◆ Page extract ◆
Meet The $580 Million Startup Making AI Models To Fight Artificial Hackers

Andrea Michi spent nearly seven years at Google’s Deepmind developing artificial intelligence models that improved energy performance across windfarms and data centers. He realized that the most efficient way to build AI focused on solving large-scale problems isn’t to start with LLMs, and then adjust them to the task: it’s to build models from the ground up with a specific purpose in mind.

In 2024, Michi quit Deepmind and cofounded Depthfirst to apply that thinking to cybersecurity, making AI models that autonomously find vulnerabilities and suggest fixes. The company is developing what it calls “General Security Intelligence,” a play on general artificial intelligence, which refers to AI that’s just as capable at general tasks as humans. His hope is that Depthfirst will find and fix vulnerabilities in any kind of software before a malicious, superintelligent AI model can exploit them.

“We want to make sure these systems that are complex and fragile can sustain a world where AI hacking capabilities are superhuman and that means always staying one step ahead of the attackers,” Michi, who is Depthfirst’s CTO, tells Forbes.

“The agent tries to figure out the most exploitable vulnerabilities.”

◆ Check your understanding ◆
**A.** Condense the paragraph of the Depthfirst article that begins "In 2024, Michi quit Deepmind" into a short bulleted list of its main facts.
**B.** Write the next few paragraphs of the Depthfirst article, picking up after its final quoted line.

◆ Natural language region descriptions ◆

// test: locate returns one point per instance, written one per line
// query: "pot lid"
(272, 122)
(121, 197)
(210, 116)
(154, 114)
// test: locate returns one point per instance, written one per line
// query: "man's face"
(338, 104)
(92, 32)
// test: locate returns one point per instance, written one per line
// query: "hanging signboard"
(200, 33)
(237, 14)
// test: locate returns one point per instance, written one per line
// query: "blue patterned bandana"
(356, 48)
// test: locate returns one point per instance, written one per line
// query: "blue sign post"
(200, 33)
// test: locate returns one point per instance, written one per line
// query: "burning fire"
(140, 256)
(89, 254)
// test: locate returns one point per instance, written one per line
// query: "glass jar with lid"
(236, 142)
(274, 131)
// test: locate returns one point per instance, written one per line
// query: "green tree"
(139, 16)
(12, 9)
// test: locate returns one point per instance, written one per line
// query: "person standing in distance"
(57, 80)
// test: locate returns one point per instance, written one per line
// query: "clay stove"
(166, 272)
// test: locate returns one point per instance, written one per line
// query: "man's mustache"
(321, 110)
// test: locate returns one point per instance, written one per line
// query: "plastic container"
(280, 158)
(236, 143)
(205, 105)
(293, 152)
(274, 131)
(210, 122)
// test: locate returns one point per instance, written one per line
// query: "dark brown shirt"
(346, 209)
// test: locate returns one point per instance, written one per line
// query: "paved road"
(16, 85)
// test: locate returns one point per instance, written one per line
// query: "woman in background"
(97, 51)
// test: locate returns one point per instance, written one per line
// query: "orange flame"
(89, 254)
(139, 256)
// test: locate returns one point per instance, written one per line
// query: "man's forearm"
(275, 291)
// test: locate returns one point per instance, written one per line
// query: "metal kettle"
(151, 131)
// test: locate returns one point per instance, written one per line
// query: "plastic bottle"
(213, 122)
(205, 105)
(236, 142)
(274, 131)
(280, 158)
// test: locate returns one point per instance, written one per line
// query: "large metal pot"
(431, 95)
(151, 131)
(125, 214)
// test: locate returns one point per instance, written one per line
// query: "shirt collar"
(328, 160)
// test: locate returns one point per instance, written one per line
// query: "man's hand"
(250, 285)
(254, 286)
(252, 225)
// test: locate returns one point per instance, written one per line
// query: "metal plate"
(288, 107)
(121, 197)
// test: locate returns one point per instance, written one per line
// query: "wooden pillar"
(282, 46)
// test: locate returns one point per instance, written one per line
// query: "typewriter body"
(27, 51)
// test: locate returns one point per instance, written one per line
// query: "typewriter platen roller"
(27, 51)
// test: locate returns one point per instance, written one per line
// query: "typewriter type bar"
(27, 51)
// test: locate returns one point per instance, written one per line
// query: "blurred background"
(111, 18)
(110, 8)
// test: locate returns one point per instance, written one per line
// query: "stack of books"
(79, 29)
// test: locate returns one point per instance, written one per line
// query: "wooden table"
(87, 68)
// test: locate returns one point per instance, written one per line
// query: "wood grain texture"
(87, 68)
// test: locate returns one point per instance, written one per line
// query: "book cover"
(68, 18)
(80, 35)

◆ Task responses ◆
**A.**
- In 2024, Michi left Deepmind and cofounded Depthfirst to bring his approach to cybersecurity.
- Depthfirst makes AI models that autonomously find vulnerabilities and suggest fixes.
- The company calls its work "General Security Intelligence," a play on general artificial intelligence (AI as capable as humans at general tasks).
- Michi hopes Depthfirst will find and fix vulnerabilities in any kind of software before a malicious, superintelligent AI model can exploit them.

**B.**
Depthfirst CEO and cofounder Qasim Mithani

Lofty aims, but investors are bought in. On Tuesday, the two-year-old company announced an $80 million raise at a $580 million valuation, just two months after a $40 million series A. CEO and cofounder Qasim Mithani, former head of infrastructure security at the $134 billion-valued data analytics company Databricks, tells Forbes the company is ramping up fast. Its revenue has grown 300% over the last two quarters and has more than 20 customers, from multinationals to AI startups like the $6.6 billion vibe coding platform Lovable. Alongside Michi and Mithani, the third cofounder is Daniele Perito, an ex-cybersecurity chief at Jack Dorsey’s payments giant Block.

Arsham Memarzadeh, the investor at Meritech leading the Series B round, believes Depthfirst is well-placed to dominate the $18 billion application security market, where companies are focused on protecting apps rather than servers, computers or industrial systems. Just like Wiz quickly outpaced cybersecurity industry giants like Symantec and McAfee to own the cloud security space before Google acquired it for $32 billion, Memarzadeh believes Depthfirst has the leadership talent and technology to replicate that success in its industry niche. “In cybersecurity, I think it’s really hard to become a large enduring business unless you own one of the key threat vectors,” he says. “If you’re not, you end up just being relegated to a feature rather than a product.”

The startup is launching its first in-house model this week, dfs-mini1, aimed at autonomously detecting security weaknesses in crypto smart contracts. As with Depthfirst’s other models, the company trained this AI with reinforcement learning, where agents learn through trial and error, rather than processing masses of labelled data. It did that by putting the agents in virtual environments where they were tasked with finding vulnerabilities in smart contracts. Every time the AI found one, it received a reward. “We started on smart contracts because it’s one place where a vulnerability can be catastrophic, can lead to loss of funds,” says Michi.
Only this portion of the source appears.